Dataset excerpts on pointing at objects:
** start **

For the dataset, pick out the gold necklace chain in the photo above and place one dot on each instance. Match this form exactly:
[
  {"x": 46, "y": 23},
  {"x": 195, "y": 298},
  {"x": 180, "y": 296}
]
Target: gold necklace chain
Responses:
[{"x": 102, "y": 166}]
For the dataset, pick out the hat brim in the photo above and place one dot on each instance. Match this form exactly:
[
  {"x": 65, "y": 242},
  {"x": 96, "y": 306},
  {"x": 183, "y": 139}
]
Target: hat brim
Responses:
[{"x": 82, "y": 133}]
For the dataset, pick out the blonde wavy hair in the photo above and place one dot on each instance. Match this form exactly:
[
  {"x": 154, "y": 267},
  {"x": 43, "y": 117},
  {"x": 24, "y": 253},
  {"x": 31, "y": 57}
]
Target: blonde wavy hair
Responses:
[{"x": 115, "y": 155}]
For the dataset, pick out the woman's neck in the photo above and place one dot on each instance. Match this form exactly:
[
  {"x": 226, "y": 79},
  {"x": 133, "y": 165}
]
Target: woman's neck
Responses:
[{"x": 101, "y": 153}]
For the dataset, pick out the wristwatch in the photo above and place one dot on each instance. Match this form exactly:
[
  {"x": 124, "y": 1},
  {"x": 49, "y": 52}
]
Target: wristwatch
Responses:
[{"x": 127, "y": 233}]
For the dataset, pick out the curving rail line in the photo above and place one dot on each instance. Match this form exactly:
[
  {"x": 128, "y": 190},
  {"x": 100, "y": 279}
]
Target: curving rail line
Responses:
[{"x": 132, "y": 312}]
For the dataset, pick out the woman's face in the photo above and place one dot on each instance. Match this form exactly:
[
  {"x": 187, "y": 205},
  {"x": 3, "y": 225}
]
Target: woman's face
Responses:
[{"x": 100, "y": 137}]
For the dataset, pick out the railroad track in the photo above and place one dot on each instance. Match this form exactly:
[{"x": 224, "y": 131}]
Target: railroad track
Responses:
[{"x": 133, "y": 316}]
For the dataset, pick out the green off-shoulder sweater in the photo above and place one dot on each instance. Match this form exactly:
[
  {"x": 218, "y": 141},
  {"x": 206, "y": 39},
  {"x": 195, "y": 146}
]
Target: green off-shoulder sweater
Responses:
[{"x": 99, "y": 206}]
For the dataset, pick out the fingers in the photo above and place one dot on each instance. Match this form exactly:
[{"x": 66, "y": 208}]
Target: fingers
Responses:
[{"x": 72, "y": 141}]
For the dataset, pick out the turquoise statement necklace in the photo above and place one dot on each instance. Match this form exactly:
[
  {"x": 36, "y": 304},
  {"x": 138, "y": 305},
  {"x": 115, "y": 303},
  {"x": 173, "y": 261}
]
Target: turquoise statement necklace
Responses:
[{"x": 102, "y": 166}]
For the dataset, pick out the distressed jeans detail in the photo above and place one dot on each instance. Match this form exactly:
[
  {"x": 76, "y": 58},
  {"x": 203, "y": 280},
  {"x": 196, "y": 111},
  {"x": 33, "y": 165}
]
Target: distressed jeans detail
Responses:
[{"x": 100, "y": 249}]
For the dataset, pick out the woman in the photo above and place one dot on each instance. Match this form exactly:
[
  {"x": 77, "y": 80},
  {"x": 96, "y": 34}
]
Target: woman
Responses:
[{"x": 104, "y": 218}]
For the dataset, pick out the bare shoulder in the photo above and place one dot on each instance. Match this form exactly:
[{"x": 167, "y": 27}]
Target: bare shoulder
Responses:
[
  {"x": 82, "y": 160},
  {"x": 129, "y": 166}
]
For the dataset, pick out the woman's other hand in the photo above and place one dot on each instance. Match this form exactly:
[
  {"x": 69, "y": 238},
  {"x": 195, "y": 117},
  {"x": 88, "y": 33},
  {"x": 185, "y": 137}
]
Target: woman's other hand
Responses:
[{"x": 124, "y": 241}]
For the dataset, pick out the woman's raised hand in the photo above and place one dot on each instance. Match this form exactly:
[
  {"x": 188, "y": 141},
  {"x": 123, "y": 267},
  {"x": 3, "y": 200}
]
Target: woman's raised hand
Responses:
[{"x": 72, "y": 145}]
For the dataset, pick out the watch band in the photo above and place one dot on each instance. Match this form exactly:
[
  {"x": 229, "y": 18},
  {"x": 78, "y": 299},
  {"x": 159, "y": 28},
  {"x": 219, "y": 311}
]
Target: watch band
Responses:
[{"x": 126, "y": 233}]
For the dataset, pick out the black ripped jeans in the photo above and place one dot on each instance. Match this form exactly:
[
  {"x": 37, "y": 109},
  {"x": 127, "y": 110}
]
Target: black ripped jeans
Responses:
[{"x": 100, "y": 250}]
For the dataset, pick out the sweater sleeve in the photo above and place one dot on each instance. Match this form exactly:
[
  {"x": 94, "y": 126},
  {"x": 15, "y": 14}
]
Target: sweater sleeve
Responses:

** end **

◆ DO THIS
Please rewrite the lines from the one containing "For the dataset, pick out the sweater" through the last line, changing "sweater sleeve" to "cardigan sleeve" and leaving everything else as it is.

◆ ANSWER FOR THIS EXERCISE
For the dataset, pick out the cardigan sleeve in the photo above and place one dot on each instance. Match this form exactly:
[
  {"x": 94, "y": 126},
  {"x": 15, "y": 14}
]
Target: cardigan sleeve
Responses:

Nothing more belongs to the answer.